> **Your goal**
Restate the entries below verbatim.

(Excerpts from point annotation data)
:::
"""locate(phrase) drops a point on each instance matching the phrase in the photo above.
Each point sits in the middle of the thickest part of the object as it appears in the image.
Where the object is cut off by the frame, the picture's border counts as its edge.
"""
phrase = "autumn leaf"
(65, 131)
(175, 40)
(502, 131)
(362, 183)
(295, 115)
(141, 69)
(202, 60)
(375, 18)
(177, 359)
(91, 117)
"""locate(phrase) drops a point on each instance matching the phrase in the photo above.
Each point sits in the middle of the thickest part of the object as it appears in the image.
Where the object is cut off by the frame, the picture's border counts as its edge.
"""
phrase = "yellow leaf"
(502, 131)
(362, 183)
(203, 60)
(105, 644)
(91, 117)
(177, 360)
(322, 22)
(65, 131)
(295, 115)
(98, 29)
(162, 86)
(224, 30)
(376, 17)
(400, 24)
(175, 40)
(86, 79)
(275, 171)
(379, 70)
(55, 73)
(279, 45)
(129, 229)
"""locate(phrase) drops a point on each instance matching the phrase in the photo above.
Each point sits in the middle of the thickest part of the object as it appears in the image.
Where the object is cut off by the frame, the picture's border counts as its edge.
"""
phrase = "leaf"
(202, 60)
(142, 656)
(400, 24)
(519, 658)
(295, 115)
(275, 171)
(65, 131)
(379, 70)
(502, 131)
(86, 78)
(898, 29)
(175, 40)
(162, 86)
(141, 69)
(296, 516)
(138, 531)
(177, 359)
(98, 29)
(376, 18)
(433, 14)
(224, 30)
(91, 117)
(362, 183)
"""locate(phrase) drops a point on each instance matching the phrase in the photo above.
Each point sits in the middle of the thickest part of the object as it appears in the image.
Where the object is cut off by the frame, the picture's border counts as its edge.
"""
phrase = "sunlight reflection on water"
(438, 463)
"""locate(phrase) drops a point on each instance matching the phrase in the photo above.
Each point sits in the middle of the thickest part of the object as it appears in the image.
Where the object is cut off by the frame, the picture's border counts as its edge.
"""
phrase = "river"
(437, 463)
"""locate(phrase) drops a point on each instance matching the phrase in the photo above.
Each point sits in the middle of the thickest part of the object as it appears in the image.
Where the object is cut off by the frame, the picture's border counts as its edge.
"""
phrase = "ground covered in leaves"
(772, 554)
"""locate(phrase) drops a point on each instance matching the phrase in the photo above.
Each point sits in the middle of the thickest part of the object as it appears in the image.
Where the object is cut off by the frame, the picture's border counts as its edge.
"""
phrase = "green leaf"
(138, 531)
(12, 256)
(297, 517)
:::
> **Exercise response**
"""locate(phrase) drops a point on each instance matching the phrase in the photo above.
Each point sits in the middle of the thickest part of the object as it appears in the image.
Where the object is cut off by the frame, the picture's border counts as its edge.
"""
phrase = "autumn leaf"
(65, 131)
(175, 40)
(502, 131)
(362, 183)
(295, 115)
(141, 69)
(202, 60)
(375, 18)
(177, 359)
(91, 117)
"""locate(phrase) drops a point on each instance matching the phrase in the photo above.
Each point sits in the middle of the thickest part of the object as it appears in the image.
Where the object is cut off by the frame, the picture's border counts as its edge.
"""
phrase = "yellow leaf"
(502, 131)
(362, 183)
(203, 60)
(105, 644)
(91, 117)
(177, 360)
(322, 22)
(65, 131)
(295, 115)
(98, 29)
(162, 86)
(224, 30)
(376, 17)
(400, 24)
(175, 40)
(86, 79)
(275, 171)
(379, 70)
(55, 73)
(279, 45)
(129, 229)
"""locate(phrase) drops a point on each instance matching the phrase in the photo above.
Each point sits in the middle of the thickest part of the object as it appears in the image.
Where the object is cut off by the frame, the picture's border counts as its edge.
"""
phrase = "leaf"
(202, 60)
(142, 656)
(400, 24)
(519, 658)
(295, 115)
(275, 171)
(65, 131)
(379, 70)
(502, 131)
(86, 78)
(898, 29)
(175, 40)
(162, 86)
(141, 69)
(296, 516)
(138, 531)
(177, 359)
(98, 29)
(376, 18)
(433, 14)
(224, 30)
(91, 117)
(362, 183)
"""locate(phrase) drops a point on each instance matching the phrase in the photo above.
Each point sits in the middle of the thickest part of the object as it appears in the image.
Where the object is cut off by the frame, the picture's border counts as its edge.
"""
phrase = "sunlight reflection on water"
(438, 463)
"""locate(phrase) drops a point on each instance matching the phrase in the photo above.
Each point sits in the middle of the thickest part of the object as it appears in the image.
Where the object is cut off by the frame, the picture's border counts as its edge.
"""
phrase = "river"
(437, 463)
"""locate(phrase) drops a point on each instance matching the phrase in the photo above.
Each point sits in the middle of the thickest part of the object as it appears in the image.
Where the object is cut off by the frame, the picture's border counts as its edge.
"""
phrase = "ground covered in leaves"
(772, 554)
"""locate(phrase) drops a point on each instance matching the phrase in the photo above.
Each point sits in the middle of the thickest part of the object as it appears in the image.
Where the object is cut off by the frame, the picture's border counts as its edge.
"""
phrase = "green leaf"
(138, 531)
(12, 256)
(297, 517)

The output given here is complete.